Dataset rows:

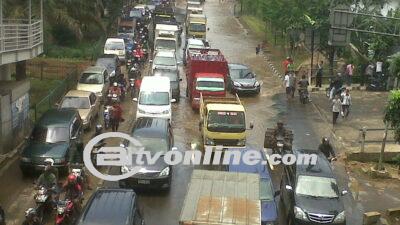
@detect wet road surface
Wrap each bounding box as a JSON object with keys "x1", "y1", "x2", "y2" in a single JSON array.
[{"x1": 0, "y1": 0, "x2": 361, "y2": 225}]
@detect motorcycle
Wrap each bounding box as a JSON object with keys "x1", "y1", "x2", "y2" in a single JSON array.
[
  {"x1": 299, "y1": 89, "x2": 308, "y2": 104},
  {"x1": 103, "y1": 105, "x2": 112, "y2": 129},
  {"x1": 33, "y1": 186, "x2": 53, "y2": 222},
  {"x1": 129, "y1": 78, "x2": 135, "y2": 98},
  {"x1": 56, "y1": 199, "x2": 76, "y2": 225}
]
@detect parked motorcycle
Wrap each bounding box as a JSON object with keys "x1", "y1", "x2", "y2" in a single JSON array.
[{"x1": 56, "y1": 199, "x2": 77, "y2": 225}]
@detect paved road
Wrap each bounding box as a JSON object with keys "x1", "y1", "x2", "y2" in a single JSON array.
[{"x1": 0, "y1": 0, "x2": 361, "y2": 225}]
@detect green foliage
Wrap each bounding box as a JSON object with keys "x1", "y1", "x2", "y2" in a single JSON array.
[
  {"x1": 388, "y1": 52, "x2": 400, "y2": 79},
  {"x1": 384, "y1": 90, "x2": 400, "y2": 141}
]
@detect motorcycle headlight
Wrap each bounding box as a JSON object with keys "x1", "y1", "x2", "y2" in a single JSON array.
[
  {"x1": 293, "y1": 206, "x2": 308, "y2": 220},
  {"x1": 238, "y1": 138, "x2": 246, "y2": 145},
  {"x1": 333, "y1": 211, "x2": 346, "y2": 223},
  {"x1": 206, "y1": 138, "x2": 215, "y2": 145},
  {"x1": 159, "y1": 167, "x2": 169, "y2": 177},
  {"x1": 21, "y1": 157, "x2": 32, "y2": 162}
]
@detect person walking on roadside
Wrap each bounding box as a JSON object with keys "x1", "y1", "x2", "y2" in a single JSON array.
[
  {"x1": 315, "y1": 60, "x2": 324, "y2": 87},
  {"x1": 342, "y1": 89, "x2": 351, "y2": 118},
  {"x1": 283, "y1": 73, "x2": 292, "y2": 100},
  {"x1": 332, "y1": 95, "x2": 342, "y2": 126},
  {"x1": 345, "y1": 63, "x2": 354, "y2": 86},
  {"x1": 256, "y1": 44, "x2": 261, "y2": 55}
]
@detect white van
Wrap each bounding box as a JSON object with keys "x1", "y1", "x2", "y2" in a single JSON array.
[
  {"x1": 104, "y1": 38, "x2": 126, "y2": 62},
  {"x1": 133, "y1": 76, "x2": 176, "y2": 120}
]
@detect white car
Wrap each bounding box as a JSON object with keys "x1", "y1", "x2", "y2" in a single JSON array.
[
  {"x1": 151, "y1": 50, "x2": 178, "y2": 73},
  {"x1": 133, "y1": 76, "x2": 176, "y2": 120},
  {"x1": 104, "y1": 38, "x2": 126, "y2": 62}
]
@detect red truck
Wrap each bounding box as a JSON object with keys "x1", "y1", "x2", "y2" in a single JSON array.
[{"x1": 186, "y1": 48, "x2": 229, "y2": 110}]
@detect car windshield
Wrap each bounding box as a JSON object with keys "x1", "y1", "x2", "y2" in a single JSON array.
[
  {"x1": 229, "y1": 69, "x2": 254, "y2": 79},
  {"x1": 139, "y1": 91, "x2": 170, "y2": 105},
  {"x1": 156, "y1": 39, "x2": 176, "y2": 49},
  {"x1": 79, "y1": 73, "x2": 104, "y2": 84},
  {"x1": 296, "y1": 175, "x2": 339, "y2": 198},
  {"x1": 130, "y1": 135, "x2": 168, "y2": 154},
  {"x1": 104, "y1": 42, "x2": 124, "y2": 50},
  {"x1": 31, "y1": 127, "x2": 69, "y2": 143},
  {"x1": 207, "y1": 110, "x2": 246, "y2": 133},
  {"x1": 189, "y1": 23, "x2": 206, "y2": 32},
  {"x1": 260, "y1": 179, "x2": 274, "y2": 201},
  {"x1": 61, "y1": 97, "x2": 90, "y2": 109},
  {"x1": 154, "y1": 56, "x2": 176, "y2": 66},
  {"x1": 196, "y1": 79, "x2": 225, "y2": 92}
]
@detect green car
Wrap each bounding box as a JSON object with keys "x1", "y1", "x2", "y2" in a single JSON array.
[{"x1": 20, "y1": 109, "x2": 83, "y2": 175}]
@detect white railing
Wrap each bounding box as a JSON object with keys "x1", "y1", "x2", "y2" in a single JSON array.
[{"x1": 0, "y1": 19, "x2": 43, "y2": 54}]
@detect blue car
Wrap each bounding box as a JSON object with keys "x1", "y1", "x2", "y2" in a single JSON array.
[{"x1": 227, "y1": 147, "x2": 278, "y2": 225}]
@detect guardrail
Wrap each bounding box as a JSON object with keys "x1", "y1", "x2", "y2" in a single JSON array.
[{"x1": 0, "y1": 19, "x2": 43, "y2": 54}]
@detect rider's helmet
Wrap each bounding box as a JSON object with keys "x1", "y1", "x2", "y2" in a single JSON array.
[
  {"x1": 67, "y1": 174, "x2": 76, "y2": 184},
  {"x1": 44, "y1": 158, "x2": 54, "y2": 166}
]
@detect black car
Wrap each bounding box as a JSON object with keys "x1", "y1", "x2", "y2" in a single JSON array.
[
  {"x1": 228, "y1": 63, "x2": 261, "y2": 94},
  {"x1": 20, "y1": 109, "x2": 83, "y2": 174},
  {"x1": 119, "y1": 117, "x2": 175, "y2": 190},
  {"x1": 76, "y1": 189, "x2": 145, "y2": 225},
  {"x1": 96, "y1": 54, "x2": 121, "y2": 77},
  {"x1": 153, "y1": 69, "x2": 182, "y2": 102},
  {"x1": 280, "y1": 150, "x2": 347, "y2": 225}
]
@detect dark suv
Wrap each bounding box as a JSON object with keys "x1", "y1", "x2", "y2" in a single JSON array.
[
  {"x1": 20, "y1": 109, "x2": 83, "y2": 174},
  {"x1": 76, "y1": 189, "x2": 145, "y2": 225},
  {"x1": 119, "y1": 117, "x2": 176, "y2": 190},
  {"x1": 280, "y1": 150, "x2": 347, "y2": 225}
]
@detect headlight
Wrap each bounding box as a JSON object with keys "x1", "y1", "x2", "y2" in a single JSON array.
[
  {"x1": 333, "y1": 211, "x2": 346, "y2": 223},
  {"x1": 121, "y1": 166, "x2": 129, "y2": 174},
  {"x1": 238, "y1": 138, "x2": 246, "y2": 145},
  {"x1": 293, "y1": 206, "x2": 308, "y2": 220},
  {"x1": 159, "y1": 167, "x2": 169, "y2": 177},
  {"x1": 206, "y1": 138, "x2": 214, "y2": 145},
  {"x1": 54, "y1": 159, "x2": 65, "y2": 164},
  {"x1": 21, "y1": 157, "x2": 32, "y2": 162}
]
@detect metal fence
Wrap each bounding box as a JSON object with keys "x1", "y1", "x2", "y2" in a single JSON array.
[{"x1": 0, "y1": 19, "x2": 43, "y2": 53}]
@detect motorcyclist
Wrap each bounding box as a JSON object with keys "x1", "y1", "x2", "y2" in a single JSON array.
[
  {"x1": 22, "y1": 208, "x2": 42, "y2": 225},
  {"x1": 63, "y1": 174, "x2": 83, "y2": 212},
  {"x1": 318, "y1": 137, "x2": 336, "y2": 160}
]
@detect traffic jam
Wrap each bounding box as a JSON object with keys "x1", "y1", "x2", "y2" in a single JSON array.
[{"x1": 0, "y1": 0, "x2": 347, "y2": 225}]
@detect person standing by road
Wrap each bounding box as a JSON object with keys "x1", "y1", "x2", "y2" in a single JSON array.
[
  {"x1": 315, "y1": 60, "x2": 324, "y2": 87},
  {"x1": 346, "y1": 63, "x2": 354, "y2": 86},
  {"x1": 332, "y1": 95, "x2": 342, "y2": 126},
  {"x1": 342, "y1": 89, "x2": 351, "y2": 118}
]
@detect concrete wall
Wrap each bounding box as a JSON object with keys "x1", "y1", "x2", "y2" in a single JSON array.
[{"x1": 0, "y1": 80, "x2": 31, "y2": 154}]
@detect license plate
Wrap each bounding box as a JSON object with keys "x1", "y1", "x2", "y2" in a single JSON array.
[{"x1": 138, "y1": 180, "x2": 150, "y2": 184}]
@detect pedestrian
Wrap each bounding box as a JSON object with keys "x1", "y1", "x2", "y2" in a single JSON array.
[
  {"x1": 283, "y1": 73, "x2": 292, "y2": 99},
  {"x1": 110, "y1": 101, "x2": 123, "y2": 132},
  {"x1": 256, "y1": 44, "x2": 261, "y2": 55},
  {"x1": 342, "y1": 89, "x2": 352, "y2": 118},
  {"x1": 345, "y1": 63, "x2": 354, "y2": 86},
  {"x1": 289, "y1": 73, "x2": 297, "y2": 98},
  {"x1": 315, "y1": 60, "x2": 324, "y2": 88},
  {"x1": 332, "y1": 95, "x2": 342, "y2": 126},
  {"x1": 282, "y1": 56, "x2": 291, "y2": 75}
]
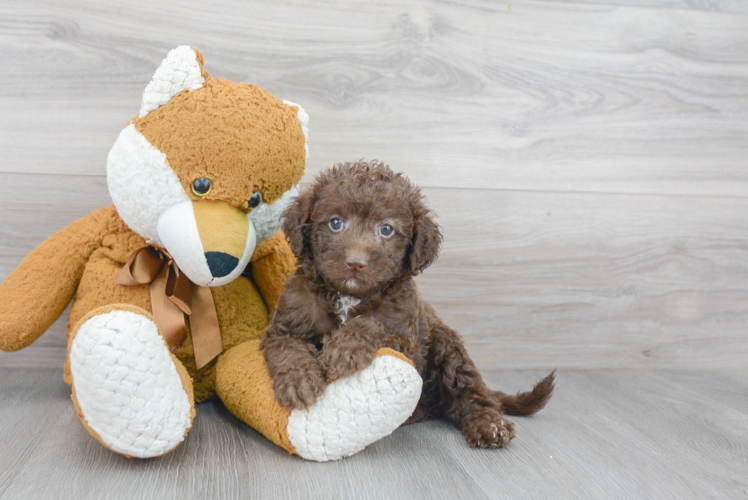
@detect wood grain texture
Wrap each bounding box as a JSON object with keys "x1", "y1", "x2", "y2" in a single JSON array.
[
  {"x1": 0, "y1": 0, "x2": 748, "y2": 368},
  {"x1": 0, "y1": 369, "x2": 748, "y2": 500}
]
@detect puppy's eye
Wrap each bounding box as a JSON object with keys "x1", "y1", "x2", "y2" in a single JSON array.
[
  {"x1": 330, "y1": 217, "x2": 343, "y2": 233},
  {"x1": 192, "y1": 177, "x2": 213, "y2": 197},
  {"x1": 249, "y1": 191, "x2": 262, "y2": 208}
]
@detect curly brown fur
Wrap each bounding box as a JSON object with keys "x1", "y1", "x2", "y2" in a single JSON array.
[{"x1": 262, "y1": 162, "x2": 554, "y2": 448}]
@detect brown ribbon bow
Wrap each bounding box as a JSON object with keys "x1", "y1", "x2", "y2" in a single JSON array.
[{"x1": 117, "y1": 246, "x2": 223, "y2": 369}]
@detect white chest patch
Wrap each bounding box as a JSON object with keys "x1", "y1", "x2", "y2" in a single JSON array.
[{"x1": 335, "y1": 293, "x2": 361, "y2": 324}]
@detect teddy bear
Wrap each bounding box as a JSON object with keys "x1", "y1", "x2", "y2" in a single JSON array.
[{"x1": 0, "y1": 46, "x2": 422, "y2": 461}]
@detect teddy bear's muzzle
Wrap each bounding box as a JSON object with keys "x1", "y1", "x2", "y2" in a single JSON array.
[{"x1": 158, "y1": 200, "x2": 257, "y2": 286}]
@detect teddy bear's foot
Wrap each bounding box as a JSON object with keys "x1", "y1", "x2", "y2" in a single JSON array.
[
  {"x1": 216, "y1": 341, "x2": 423, "y2": 462},
  {"x1": 288, "y1": 349, "x2": 423, "y2": 462},
  {"x1": 69, "y1": 307, "x2": 194, "y2": 458}
]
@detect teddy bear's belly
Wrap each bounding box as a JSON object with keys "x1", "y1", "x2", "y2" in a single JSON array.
[{"x1": 68, "y1": 251, "x2": 269, "y2": 402}]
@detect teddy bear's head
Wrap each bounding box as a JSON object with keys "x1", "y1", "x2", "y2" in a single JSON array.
[{"x1": 107, "y1": 46, "x2": 308, "y2": 286}]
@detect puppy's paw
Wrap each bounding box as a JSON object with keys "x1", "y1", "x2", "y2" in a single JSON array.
[
  {"x1": 462, "y1": 411, "x2": 514, "y2": 448},
  {"x1": 319, "y1": 339, "x2": 377, "y2": 382},
  {"x1": 273, "y1": 370, "x2": 327, "y2": 410}
]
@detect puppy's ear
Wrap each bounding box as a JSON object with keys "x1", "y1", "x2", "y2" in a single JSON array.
[
  {"x1": 409, "y1": 207, "x2": 442, "y2": 275},
  {"x1": 283, "y1": 189, "x2": 314, "y2": 257}
]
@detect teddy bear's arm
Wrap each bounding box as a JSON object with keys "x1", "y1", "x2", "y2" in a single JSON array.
[
  {"x1": 0, "y1": 208, "x2": 113, "y2": 352},
  {"x1": 251, "y1": 231, "x2": 296, "y2": 311}
]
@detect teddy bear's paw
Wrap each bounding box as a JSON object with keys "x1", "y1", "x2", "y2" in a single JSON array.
[
  {"x1": 70, "y1": 310, "x2": 194, "y2": 458},
  {"x1": 287, "y1": 349, "x2": 423, "y2": 462}
]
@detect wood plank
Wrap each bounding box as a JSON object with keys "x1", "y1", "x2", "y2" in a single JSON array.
[
  {"x1": 0, "y1": 369, "x2": 748, "y2": 500},
  {"x1": 0, "y1": 174, "x2": 748, "y2": 368},
  {"x1": 0, "y1": 0, "x2": 748, "y2": 196}
]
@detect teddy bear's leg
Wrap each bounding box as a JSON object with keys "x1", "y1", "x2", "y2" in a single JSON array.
[
  {"x1": 66, "y1": 304, "x2": 195, "y2": 458},
  {"x1": 216, "y1": 340, "x2": 423, "y2": 462}
]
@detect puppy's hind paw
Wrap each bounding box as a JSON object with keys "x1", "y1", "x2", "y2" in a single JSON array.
[{"x1": 462, "y1": 414, "x2": 514, "y2": 448}]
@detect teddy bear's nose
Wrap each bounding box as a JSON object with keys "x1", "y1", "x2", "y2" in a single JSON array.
[{"x1": 205, "y1": 252, "x2": 239, "y2": 278}]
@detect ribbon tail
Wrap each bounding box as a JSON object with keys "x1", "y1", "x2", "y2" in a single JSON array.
[
  {"x1": 117, "y1": 247, "x2": 164, "y2": 286},
  {"x1": 190, "y1": 283, "x2": 223, "y2": 370},
  {"x1": 151, "y1": 266, "x2": 187, "y2": 351}
]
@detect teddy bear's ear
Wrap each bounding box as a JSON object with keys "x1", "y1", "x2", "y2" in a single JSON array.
[
  {"x1": 283, "y1": 99, "x2": 309, "y2": 159},
  {"x1": 139, "y1": 45, "x2": 208, "y2": 118}
]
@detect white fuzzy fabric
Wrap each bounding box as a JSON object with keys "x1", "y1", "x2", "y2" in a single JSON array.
[
  {"x1": 288, "y1": 356, "x2": 423, "y2": 462},
  {"x1": 335, "y1": 293, "x2": 361, "y2": 324},
  {"x1": 139, "y1": 45, "x2": 205, "y2": 118},
  {"x1": 70, "y1": 311, "x2": 192, "y2": 458},
  {"x1": 283, "y1": 100, "x2": 309, "y2": 159},
  {"x1": 249, "y1": 186, "x2": 299, "y2": 245},
  {"x1": 107, "y1": 124, "x2": 190, "y2": 246},
  {"x1": 158, "y1": 200, "x2": 257, "y2": 286}
]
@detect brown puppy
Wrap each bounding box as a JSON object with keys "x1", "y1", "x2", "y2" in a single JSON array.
[{"x1": 262, "y1": 162, "x2": 553, "y2": 448}]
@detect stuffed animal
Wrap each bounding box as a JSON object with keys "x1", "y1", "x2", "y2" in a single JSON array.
[{"x1": 0, "y1": 46, "x2": 421, "y2": 461}]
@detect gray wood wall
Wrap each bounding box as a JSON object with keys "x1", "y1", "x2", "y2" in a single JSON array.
[{"x1": 0, "y1": 0, "x2": 748, "y2": 368}]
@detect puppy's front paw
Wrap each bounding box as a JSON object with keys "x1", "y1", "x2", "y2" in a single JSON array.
[
  {"x1": 273, "y1": 370, "x2": 327, "y2": 410},
  {"x1": 462, "y1": 411, "x2": 514, "y2": 448},
  {"x1": 319, "y1": 339, "x2": 377, "y2": 382}
]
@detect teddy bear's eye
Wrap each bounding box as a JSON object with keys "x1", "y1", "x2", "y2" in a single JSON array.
[
  {"x1": 192, "y1": 177, "x2": 213, "y2": 196},
  {"x1": 249, "y1": 191, "x2": 262, "y2": 208}
]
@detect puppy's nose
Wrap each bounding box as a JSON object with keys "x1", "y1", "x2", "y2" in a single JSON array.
[{"x1": 345, "y1": 255, "x2": 368, "y2": 273}]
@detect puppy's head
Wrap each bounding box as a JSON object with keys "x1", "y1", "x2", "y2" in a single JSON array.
[{"x1": 283, "y1": 161, "x2": 442, "y2": 297}]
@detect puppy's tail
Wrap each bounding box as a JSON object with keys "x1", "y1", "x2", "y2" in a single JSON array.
[{"x1": 491, "y1": 370, "x2": 556, "y2": 416}]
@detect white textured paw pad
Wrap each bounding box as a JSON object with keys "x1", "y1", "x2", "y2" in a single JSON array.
[
  {"x1": 288, "y1": 356, "x2": 423, "y2": 462},
  {"x1": 70, "y1": 311, "x2": 192, "y2": 458}
]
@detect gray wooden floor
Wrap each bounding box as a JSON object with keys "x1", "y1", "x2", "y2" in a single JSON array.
[
  {"x1": 0, "y1": 0, "x2": 748, "y2": 499},
  {"x1": 0, "y1": 369, "x2": 748, "y2": 500}
]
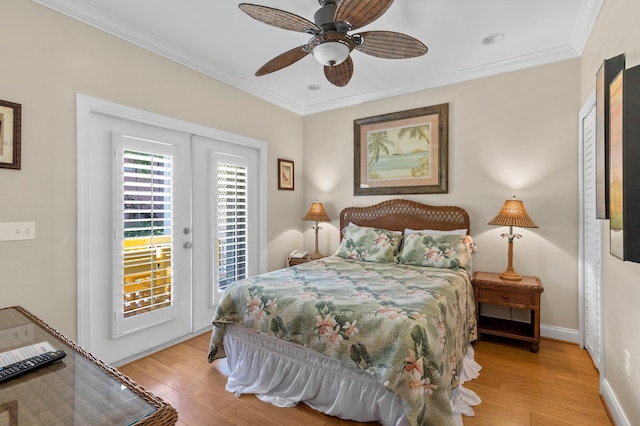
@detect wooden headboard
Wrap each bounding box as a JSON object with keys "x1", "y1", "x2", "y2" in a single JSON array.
[{"x1": 340, "y1": 199, "x2": 471, "y2": 239}]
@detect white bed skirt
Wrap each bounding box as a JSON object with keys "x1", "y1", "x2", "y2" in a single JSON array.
[{"x1": 224, "y1": 324, "x2": 481, "y2": 426}]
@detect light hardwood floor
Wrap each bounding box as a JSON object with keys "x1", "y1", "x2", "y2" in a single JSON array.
[{"x1": 120, "y1": 334, "x2": 611, "y2": 426}]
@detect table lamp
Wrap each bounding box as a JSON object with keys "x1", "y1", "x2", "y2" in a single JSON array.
[
  {"x1": 302, "y1": 200, "x2": 331, "y2": 259},
  {"x1": 489, "y1": 195, "x2": 538, "y2": 281}
]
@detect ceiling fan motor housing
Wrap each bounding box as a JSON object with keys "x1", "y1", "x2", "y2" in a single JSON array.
[{"x1": 313, "y1": 1, "x2": 338, "y2": 32}]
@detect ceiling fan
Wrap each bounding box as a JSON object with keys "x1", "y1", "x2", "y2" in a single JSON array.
[{"x1": 238, "y1": 0, "x2": 428, "y2": 87}]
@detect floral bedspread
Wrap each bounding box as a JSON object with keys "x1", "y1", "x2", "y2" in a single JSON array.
[{"x1": 209, "y1": 256, "x2": 477, "y2": 425}]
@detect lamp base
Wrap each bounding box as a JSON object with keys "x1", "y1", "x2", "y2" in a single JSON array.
[{"x1": 500, "y1": 269, "x2": 522, "y2": 281}]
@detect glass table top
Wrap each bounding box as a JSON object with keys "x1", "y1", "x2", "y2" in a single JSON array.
[{"x1": 0, "y1": 307, "x2": 172, "y2": 426}]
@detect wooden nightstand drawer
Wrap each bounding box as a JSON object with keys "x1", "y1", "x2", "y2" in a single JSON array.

*Exercise brief*
Count the lines in the records that contain the string "wall". Give only the number.

*Final result*
2